# Armchair
Armchair is a load test binary that can be used to benchmark Rime's TTS service
with concurrent requests.
Primary use cases:
- To find the time-to-first-byte (TTFB) and real-time factor (RTF) for a given concurrency level.
- To find the maximum concurrency that satisfy the given performance targets.
- To find an optimal client-side buffer size to avoid underrun issues.
For audio streaming with concurrent sessions, TTFB and RTF are the key performance indicators. To achieve
real-time streaming, it is imperative that RTF is under 1 and a maximum concurrency is typically imposed
to ensure that RTF is under 1.
Supported features:
- Bisection to find maximum concurrency based on configurable performance target (success, TTFB, RTF)
- Time-to-first byte and RTF metrics for a given concurrency
- Session start staggering via exponential distribution
- Intra-session delays via truncated normal distribution with playback-aware waiting
- Client-side buffer simulation and underrun detection
## Methodology
This tool simulates many concurrent streaming sessions and evaluates performance against a configurable target.
- Session model:
- At a given concurrency C, C sessions are launched.
- Session starts are staggered by an exponential inter-arrival process with rate λ (`--session-rate`, starts/second).
- Each session performs `-n/--requests-per-session` sequential requests.
- Per-request timing and metrics:
- TTFB is measured from request send to the first received byte.
- Elapsed is the total time to stream the entire response.

● ● ● ● ●

### To be done
A – In the Armchair load-test page, what does the tool measure TTFB from and to?
B – Continue the Armchair load-test page from its last line.

● ● ● ● ●

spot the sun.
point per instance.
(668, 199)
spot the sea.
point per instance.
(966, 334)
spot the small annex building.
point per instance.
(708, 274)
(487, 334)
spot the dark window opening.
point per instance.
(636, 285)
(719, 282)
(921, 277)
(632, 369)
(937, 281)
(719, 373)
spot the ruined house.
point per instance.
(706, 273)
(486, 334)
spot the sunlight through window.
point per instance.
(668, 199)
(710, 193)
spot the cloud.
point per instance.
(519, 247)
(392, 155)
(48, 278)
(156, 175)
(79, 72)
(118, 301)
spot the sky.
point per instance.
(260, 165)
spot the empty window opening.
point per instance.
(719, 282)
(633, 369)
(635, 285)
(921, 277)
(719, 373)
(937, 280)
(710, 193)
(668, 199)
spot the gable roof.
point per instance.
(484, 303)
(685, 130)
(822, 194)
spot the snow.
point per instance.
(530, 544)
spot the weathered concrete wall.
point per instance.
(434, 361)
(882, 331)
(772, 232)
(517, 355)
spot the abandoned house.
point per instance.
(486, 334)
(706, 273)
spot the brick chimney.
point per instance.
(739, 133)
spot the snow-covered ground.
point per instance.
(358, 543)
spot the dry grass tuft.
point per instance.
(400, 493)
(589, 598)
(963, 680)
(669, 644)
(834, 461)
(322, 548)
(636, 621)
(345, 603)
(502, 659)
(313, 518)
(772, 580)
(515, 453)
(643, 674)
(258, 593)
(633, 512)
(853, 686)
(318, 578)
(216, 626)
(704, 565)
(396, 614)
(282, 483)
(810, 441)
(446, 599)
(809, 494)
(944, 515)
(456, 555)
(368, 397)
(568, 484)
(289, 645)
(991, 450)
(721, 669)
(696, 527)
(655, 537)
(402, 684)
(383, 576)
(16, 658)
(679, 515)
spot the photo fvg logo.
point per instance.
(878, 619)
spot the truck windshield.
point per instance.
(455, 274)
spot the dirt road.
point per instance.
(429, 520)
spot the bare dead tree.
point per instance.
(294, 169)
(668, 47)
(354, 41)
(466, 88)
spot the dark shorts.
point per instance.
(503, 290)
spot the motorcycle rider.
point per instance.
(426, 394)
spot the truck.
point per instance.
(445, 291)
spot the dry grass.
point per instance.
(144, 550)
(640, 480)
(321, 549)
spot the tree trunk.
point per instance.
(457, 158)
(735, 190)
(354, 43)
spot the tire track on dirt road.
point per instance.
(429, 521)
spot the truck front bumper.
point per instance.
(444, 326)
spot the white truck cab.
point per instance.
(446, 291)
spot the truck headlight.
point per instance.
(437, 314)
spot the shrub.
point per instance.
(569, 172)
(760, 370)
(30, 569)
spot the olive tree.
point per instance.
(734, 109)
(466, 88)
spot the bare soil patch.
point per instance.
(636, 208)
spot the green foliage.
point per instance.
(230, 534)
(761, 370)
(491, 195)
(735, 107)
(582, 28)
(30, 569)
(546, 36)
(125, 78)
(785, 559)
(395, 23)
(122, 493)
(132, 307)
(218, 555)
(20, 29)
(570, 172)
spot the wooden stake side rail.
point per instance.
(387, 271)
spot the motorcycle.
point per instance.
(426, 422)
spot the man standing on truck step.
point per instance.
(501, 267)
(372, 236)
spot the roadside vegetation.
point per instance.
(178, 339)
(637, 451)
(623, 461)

● ● ● ● ●

### Exercise results
A – From the moment the request is sent to the first received byte.

B –
- Audio duration is parsed from the WAV headers; if parsing fails the request is treated as non-audio for RTF purposes.
- RTF is computed as (elapsed − TTFB) / audio_duration. RTF values requiring missing/invalid audio duration are excluded from RTF percentiles.
- Intra-session delay model (traffic shaping):
- After each request completes, the tool waits any remaining playback time if the audio was synthesized faster than real time, i.e. max(0, audio_duration − (elapsed − TTFB)).
- Then it sleeps an additional delay sampled from a Normal distribution with parameters `--intra-session-delay-mu` and `--intra-session-delay-sigma`, truncated to [`--intra-session-delay-min`, `--intra-session-delay-max`].
- The first request in a session has no intra-session delay; session start staggering is controlled by the exponential process above.
- Buffer underrun detection:
- Simulates a client-side buffer of size `--client-buffer` (default 0ms).
- Playback starts once the buffer is full.
- An underrun occurs if the buffer empties before playback completes.
- Requires valid WAV headers to determine the byte rate.
- Aggregation and statistics:
- Success is counted when HTTP status is 2xx and the body is non-empty.
- Percentiles (p50/p90/p95/p99) are computed via linear interpolation over sorted samples; NaN/invalid values are excluded from the relevant metric’s distribution.
- A startup config dump prints all key parameters for reproducibility.
- Performance target evaluation (`--target`):
- The target is a conjunction: all configured clauses must pass.
- Supported clauses: `success:<fraction>`, `ttfb:pXX@<duration>`, `rtf:pXX@<value>`, `underrun:<fraction>`.
- If a metric cannot be computed (e.g., no valid audio for RTF), that clause fails.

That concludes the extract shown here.